+++ Excerpted passage +++

The first problem is format variation. No two MRC slips look alike. Brokers use their own templates, and while the MRC standard defines required fields, the physical layout (where those fields appear on the page, whether they appear in a table or free text, whether they are labelled at all) differs between brokers and sometimes between placements from the same broker. A legacy OCR system trained on one broker's template fails silently on another's, often without any error signal.

The second problem is embedded complexity. Sub-limits, endorsements, and co-insurance terms often appear as free-text paragraphs, not in clearly labelled fields. A reinsurance attachment point might read: "excess of $500,000 ultimate net loss per occurrence, with an annual aggregate limit of $5,000,000." That sentence needs to be extracted as two structured values, not stored as a prose string.

The third problem is terminology density. Insurance documents are written in professional shorthand that requires domain knowledge to parse correctly. TIV (total insured value), ROL (rate on line), NCP (net combined premium), excess-of-loss attachment points: a general-purpose extraction model will misidentify or miss these entirely. Some Lloyd's of London documents still include handwritten annotations, which modern OCR handles poorly at production scale.

Legacy OCR fails when field labels and values are misaligned, when tables span multiple pages, or when the document uses a multi-column layout that the parser reads as a single continuous text block. The result is extracted text that looks correct but is not. That is the worst kind of error, because it passes initial validation.

Types of insurance documents that require automated processing

Insurers and MGAs encounter a range of document types across the policy lifecycle. Each presents different extraction challenges, and a mature automation program needs to handle all of them.

MRC slips (Market Reform Contract): The primary submission document in the London Market for commercial lines. Contains risk description, named insured, policy period, limits, deductibles, perils, exclusions, reinsurance terms, and subscription lines showing each Lloyd's syndicate's participation. The challenge: substantial format variation between brokers despite the MRC standard.

+++ Data listing +++

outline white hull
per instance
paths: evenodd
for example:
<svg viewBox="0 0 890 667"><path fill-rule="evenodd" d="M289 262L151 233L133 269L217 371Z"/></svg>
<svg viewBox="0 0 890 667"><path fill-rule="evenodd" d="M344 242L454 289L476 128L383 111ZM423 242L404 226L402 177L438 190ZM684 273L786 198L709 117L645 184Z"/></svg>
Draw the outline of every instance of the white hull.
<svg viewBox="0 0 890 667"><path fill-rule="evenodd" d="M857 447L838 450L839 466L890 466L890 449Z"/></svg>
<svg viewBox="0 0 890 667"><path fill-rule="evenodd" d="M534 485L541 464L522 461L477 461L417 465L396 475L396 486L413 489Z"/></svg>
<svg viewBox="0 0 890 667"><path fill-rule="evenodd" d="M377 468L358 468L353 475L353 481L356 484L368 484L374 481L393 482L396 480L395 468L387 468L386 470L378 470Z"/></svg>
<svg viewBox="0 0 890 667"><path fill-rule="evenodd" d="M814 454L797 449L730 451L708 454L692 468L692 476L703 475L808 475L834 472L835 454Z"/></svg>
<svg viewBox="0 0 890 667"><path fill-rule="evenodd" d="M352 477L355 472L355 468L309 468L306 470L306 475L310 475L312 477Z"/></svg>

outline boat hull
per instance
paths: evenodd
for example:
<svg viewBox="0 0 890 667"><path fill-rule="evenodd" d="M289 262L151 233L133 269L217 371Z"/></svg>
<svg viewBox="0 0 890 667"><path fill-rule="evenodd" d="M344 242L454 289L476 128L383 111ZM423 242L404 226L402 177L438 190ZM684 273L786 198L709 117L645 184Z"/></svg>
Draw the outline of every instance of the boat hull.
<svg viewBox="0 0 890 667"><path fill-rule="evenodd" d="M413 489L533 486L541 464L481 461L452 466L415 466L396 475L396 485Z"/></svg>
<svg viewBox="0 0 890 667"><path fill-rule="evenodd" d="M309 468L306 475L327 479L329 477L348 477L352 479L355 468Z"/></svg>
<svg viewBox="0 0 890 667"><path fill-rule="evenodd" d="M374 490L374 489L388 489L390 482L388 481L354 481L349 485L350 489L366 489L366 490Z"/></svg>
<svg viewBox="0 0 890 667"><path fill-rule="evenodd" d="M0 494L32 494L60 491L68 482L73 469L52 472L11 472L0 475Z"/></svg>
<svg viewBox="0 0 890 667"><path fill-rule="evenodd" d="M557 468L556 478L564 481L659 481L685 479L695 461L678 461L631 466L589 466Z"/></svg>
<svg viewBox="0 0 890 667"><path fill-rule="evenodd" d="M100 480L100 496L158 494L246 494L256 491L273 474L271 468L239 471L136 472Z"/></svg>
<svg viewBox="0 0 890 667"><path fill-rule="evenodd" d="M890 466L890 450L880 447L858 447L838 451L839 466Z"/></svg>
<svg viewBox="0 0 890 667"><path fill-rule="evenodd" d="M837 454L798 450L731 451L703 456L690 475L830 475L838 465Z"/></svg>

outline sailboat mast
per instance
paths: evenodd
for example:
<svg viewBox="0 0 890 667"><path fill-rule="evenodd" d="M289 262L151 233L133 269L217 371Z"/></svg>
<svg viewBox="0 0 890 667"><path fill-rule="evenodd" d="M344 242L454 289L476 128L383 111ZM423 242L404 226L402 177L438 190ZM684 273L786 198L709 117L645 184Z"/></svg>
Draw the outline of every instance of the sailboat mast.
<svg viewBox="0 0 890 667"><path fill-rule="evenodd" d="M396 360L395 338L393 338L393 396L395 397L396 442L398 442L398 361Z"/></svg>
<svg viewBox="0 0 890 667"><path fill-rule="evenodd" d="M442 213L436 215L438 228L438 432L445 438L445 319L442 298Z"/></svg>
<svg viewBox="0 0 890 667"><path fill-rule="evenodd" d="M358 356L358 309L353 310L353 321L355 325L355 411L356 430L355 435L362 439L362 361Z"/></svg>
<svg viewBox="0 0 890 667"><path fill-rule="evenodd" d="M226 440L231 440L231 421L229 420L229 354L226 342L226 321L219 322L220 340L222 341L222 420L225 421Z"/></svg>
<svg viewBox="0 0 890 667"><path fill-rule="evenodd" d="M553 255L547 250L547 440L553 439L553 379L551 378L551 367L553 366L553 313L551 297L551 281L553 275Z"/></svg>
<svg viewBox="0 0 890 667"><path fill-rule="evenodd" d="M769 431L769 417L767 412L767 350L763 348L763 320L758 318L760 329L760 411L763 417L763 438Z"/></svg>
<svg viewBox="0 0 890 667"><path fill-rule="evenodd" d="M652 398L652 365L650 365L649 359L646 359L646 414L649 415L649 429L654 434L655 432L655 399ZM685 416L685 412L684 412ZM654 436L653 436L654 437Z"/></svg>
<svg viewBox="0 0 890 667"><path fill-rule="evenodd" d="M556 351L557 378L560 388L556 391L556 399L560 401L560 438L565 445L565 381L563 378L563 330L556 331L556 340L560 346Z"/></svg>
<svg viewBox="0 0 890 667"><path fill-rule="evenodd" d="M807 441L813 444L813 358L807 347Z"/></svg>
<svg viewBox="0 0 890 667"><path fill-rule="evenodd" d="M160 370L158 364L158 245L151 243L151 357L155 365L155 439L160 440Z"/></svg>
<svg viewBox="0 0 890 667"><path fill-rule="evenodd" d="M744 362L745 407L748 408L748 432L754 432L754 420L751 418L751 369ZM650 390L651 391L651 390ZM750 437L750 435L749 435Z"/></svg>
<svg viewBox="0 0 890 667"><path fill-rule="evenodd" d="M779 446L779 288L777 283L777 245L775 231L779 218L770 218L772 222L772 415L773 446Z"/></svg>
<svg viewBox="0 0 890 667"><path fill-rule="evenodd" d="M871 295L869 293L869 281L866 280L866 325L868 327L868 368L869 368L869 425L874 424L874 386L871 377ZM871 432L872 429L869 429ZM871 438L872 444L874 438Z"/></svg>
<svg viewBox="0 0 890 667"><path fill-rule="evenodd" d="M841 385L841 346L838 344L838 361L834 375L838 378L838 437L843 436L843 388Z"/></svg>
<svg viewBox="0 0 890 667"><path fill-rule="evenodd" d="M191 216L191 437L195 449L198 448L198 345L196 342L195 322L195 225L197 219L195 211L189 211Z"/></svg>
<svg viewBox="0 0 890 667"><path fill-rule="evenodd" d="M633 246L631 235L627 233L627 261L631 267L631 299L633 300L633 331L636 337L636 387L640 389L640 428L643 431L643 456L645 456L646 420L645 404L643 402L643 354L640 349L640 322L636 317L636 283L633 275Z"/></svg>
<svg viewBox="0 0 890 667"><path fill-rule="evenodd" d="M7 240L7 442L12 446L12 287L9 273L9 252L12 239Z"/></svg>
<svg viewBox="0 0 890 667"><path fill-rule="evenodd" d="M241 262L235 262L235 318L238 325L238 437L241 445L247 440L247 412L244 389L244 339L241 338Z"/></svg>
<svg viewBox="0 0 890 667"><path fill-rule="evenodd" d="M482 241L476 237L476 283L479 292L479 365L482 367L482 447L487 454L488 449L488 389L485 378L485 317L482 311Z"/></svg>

+++

* **Task prompt**
Can you write out, word for word, the stretch of the passage on insurance document extraction from "Insurers and MGAs" through "the MRC standard."? The stored items have no connection to the passage on insurance document extraction.

* **The completed task**
Insurers and MGAs encounter a range of document types across the policy lifecycle. Each presents different extraction challenges, and a mature automation program needs to handle all of them.

MRC slips (Market Reform Contract): The primary submission document in the London Market for commercial lines. Contains risk description, named insured, policy period, limits, deductibles, perils, exclusions, reinsurance terms, and subscription lines showing each Lloyd's syndicate's participation. The challenge: substantial format variation between brokers despite the MRC standard.